> Excerpted passage
The market has to come back down to a discount and below equilibrium. Then you get explosive moves. Then it may come back to equilibrium to consolidate and wait for an expansion.

Then the expansion comes and you look for the liquidity above the marketplace. So the difference between equilibrium is, yes, it's fair market value at equilibrium. We, as traders, we want to trade at discounts.

We have to get below equilibrium. When it gets into 62% retracement level or down into 70.5% or even 79% retracement levels, you really need to be considering being interested in being long on those markets when your underlying bullishness is there. Waiting for expansion, blending in all the tools that you'll learn. Look at the low here. We're below equilibrium.

Here's a low. It comes all the way down, hits those right there. What would you expect?

Even if you didn't see the Fibonacci, what would you expect? That this is a turtle suit. It's a run on stops. It quickly rejects. Comes back down.

What if it's going to go lower, Michael? It shouldn't. Why?

Because it already took the stops out. So it's only retracing a little bit. If you took another Fibonacci and you put it on this range, because we're looking at an hourly chart here, this would be a smaller price leg in a lower time frame. Look what it does. It goes right back down into optimal trade entry again, below equilibrium.

Optimal trade entry and does it spend lots of time down here? No, it rallies up hits the 62% retracement level again And then expands boom takes off. There's no magic in Fibonacci None, the only thing it helps you do is visually see what equilibrium is in price and then Below equilibrium where is a good price to enter at a discount and here's the benefit if it goes lower than the optimal trade entry between 62 and 79% chasing labels, and your underlying bullishness is there, wait for the turtle suit buy. Boom. It's that easy.

> Given information
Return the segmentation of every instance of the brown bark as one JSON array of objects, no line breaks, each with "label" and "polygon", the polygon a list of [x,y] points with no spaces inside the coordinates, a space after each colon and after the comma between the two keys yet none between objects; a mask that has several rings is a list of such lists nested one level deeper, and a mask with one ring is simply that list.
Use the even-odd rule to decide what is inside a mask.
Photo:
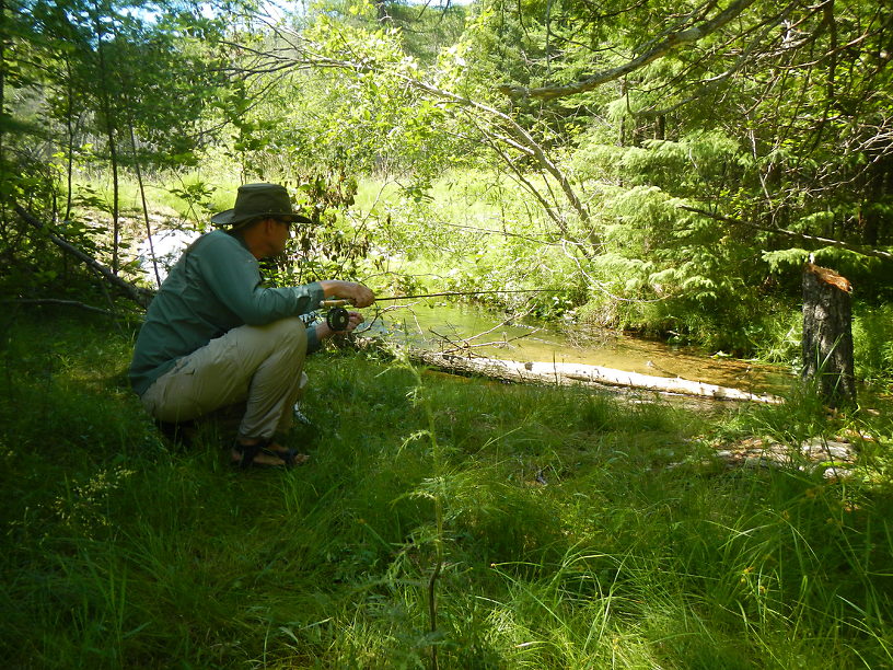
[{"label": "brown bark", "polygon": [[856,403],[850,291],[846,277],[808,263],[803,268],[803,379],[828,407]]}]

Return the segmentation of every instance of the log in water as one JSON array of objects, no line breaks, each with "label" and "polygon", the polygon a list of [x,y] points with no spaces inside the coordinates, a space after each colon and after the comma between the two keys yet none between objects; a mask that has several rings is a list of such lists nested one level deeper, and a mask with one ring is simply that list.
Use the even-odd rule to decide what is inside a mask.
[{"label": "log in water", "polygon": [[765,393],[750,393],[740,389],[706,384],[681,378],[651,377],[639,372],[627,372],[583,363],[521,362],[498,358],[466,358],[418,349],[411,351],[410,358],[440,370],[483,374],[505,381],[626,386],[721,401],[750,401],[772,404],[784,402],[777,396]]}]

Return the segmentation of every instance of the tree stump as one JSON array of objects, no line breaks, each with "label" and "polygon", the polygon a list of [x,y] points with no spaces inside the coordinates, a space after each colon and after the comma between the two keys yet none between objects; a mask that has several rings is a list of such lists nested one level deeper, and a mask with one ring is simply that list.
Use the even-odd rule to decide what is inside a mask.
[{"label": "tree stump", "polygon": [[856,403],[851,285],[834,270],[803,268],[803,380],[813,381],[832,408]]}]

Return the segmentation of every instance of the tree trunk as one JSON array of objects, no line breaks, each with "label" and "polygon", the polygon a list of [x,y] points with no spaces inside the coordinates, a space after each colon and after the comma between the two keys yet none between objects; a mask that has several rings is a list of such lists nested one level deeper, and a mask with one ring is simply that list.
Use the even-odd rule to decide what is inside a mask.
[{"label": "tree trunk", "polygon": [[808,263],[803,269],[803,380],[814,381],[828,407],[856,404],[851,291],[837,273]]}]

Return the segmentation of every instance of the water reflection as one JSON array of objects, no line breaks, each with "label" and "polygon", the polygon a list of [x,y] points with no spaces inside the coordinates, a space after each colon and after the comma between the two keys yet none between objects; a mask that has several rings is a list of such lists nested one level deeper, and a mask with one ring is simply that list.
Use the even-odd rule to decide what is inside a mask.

> Work instruction
Please rewrite the paragraph of the trading passage that begins "We have to get below equilibrium" as a short bulleted list that keeps its main facts.

> Exercise output
- Price has to get below equilibrium.
- At the 62%, 70.5% or 79% retracement levels, consider going long if your underlying bullishness is there.
- Wait for expansion, blending in the tools you'll learn.
- The low shown is below equilibrium.